TEXT EXCERPT:

>> BEGIN

Language other than English or French
(3) However, if all or part of the text matter of the specification or drawings contained in the application on its filing date is in a language other than English or French, the specification and drawings may not be amended to add matter not reasonably to be inferred from both
(a) the specification or drawings contained in the application on its filing date, and
(b) the specification or drawings contained in the application immediately after the text matter is replaced by an English or French translation, in accordance with the regulations.
Non-application of subsections (2) and (3)
(4) Subsections (2) and (3) do not apply if it is admitted in the specification that the matter is prior art with respect to the application.
R.S., c. 33 (3rd Supp.), s. 16; 1993, c. 15, s. 43
132. Section 46 of the Act is replaced by the following:
Maintenance fees
46. (1) To maintain the rights accorded by a patent issued under this Act in effect, the prescribed fees shall be paid on or before the prescribed dates.
Late fee and notice
(2) If a prescribed fee is not paid on or before the applicable prescribed date,
(a) the prescribed late fee shall be paid, in addition to the prescribed fee; and
(b) the Commissioner shall send a notice to the patentee stating that the term limited for the duration of the patent will be deemed to have expired if the prescribed fee and late fee are not paid before the later of the end of six months after the applicable prescribed date and the end of two months after the date of the notice.
Prescribed fee deemed paid on prescribed date
(3) If the prescribed fee and late fee are paid before a notice is sent or, if a notice is sent, the prescribed fee and late fee are paid before the later of the end of six months after the applicable prescribed date and the end of two months after the date of the notice, the prescribed fee shall be deemed to have been paid on the applicable prescribed date.
Term limited deemed expired on prescribed date
(4) If the prescribed fee and late fee are not paid before the later of the end of six months after the applicable prescribed date and the end of two months after the date of the notice, the term limited for the duration of the patent shall be deemed to have expired on the applicable prescribed date.
Subsection (4) deemed never to have produced its effects
(5) Subject to the regulations, if the term limited for the duration of a patent is deemed to have expired under subsection (4), that subsection is deemed never to have produced its effects if
(a) the patentee, within the prescribed time,
(i) makes a request to the Commissioner for the term limited for the duration of the patent to never have been deemed to have expired,
(ii) states, in the request, the reasons for the failure to pay the prescribed fee and late fee before the later of the end of six months after the applicable prescribed date and the end of two months after the date of the notice, and
(iii) pays the prescribed fee, the late fee and any additional prescribed fee; and
(b) the Commissioner determines that the failure occurred in spite of the due care required by the circumstances having been taken and informs the patentee of this determination.
Powers of the Federal Court
(6) If subsection (5) applies, the Federal Court may, by order, declare the term limited for the duration of the patent to have expired on the applicable prescribed date if the Federal Court determines either
(a) that the statement of the reasons referred to in subparagraph (5)(a)(ii) contains a material allegation that is untrue, or
(b) that, if paragraph (5)(b) applies, the failure referred to in subparagraph (5)(a)(ii) did not occur in spite of the due care required by the circumstances having been taken.

>> END

RAW DATA:
>> BEGIN

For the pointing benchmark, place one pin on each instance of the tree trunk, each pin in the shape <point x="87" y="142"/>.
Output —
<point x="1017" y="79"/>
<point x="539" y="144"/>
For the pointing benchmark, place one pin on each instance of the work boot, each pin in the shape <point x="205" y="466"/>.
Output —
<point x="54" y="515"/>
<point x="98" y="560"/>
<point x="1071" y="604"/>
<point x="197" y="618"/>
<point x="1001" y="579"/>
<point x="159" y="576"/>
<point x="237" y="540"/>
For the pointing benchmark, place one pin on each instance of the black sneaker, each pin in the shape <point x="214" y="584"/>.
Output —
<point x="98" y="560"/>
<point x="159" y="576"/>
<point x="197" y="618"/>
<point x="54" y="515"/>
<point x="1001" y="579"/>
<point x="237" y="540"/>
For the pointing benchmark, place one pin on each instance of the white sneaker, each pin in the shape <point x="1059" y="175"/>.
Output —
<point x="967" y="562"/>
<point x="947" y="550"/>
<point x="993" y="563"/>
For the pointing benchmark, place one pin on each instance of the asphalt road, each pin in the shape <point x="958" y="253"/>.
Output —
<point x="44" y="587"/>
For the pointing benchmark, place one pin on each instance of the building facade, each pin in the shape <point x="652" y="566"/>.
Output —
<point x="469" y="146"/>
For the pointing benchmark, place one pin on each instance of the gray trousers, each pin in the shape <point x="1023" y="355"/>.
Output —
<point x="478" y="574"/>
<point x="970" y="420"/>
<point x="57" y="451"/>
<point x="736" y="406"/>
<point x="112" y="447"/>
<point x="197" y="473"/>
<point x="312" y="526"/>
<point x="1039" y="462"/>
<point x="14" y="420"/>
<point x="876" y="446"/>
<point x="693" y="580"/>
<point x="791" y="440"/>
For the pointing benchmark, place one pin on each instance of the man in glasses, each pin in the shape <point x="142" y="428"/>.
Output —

>> END

YOUR TASKS:
**A)** Translate this sentence from the patent provisions into French: "To maintain the rights accorded by a patent issued under this Act in effect, the prescribed fees shall be paid on or before the prescribed dates."
**B)** Change the patent provisions by rewriting everything from "(4) Subsections (2)" down to "the prescribed dates.", with "prescribed fees" replaced by "required fees".
The records can be set aside; they are not required.

ANSWER SET:
**A)** Pour maintenir en vigueur les droits conférés par un brevet délivré en vertu de la présente loi, les taxes réglementaires doivent être payées au plus tard aux dates réglementaires.

**B)**
(4) Subsections (2) and (3) do not apply if it is admitted in the specification that the matter is prior art with respect to the application.
R.S., c. 33 (3rd Supp.), s. 16; 1993, c. 15, s. 43
132. Section 46 of the Act is replaced by the following:
Maintenance fees
46. (1) To maintain the rights accorded by a patent issued under this Act in effect, the required fees shall be paid on or before the prescribed dates.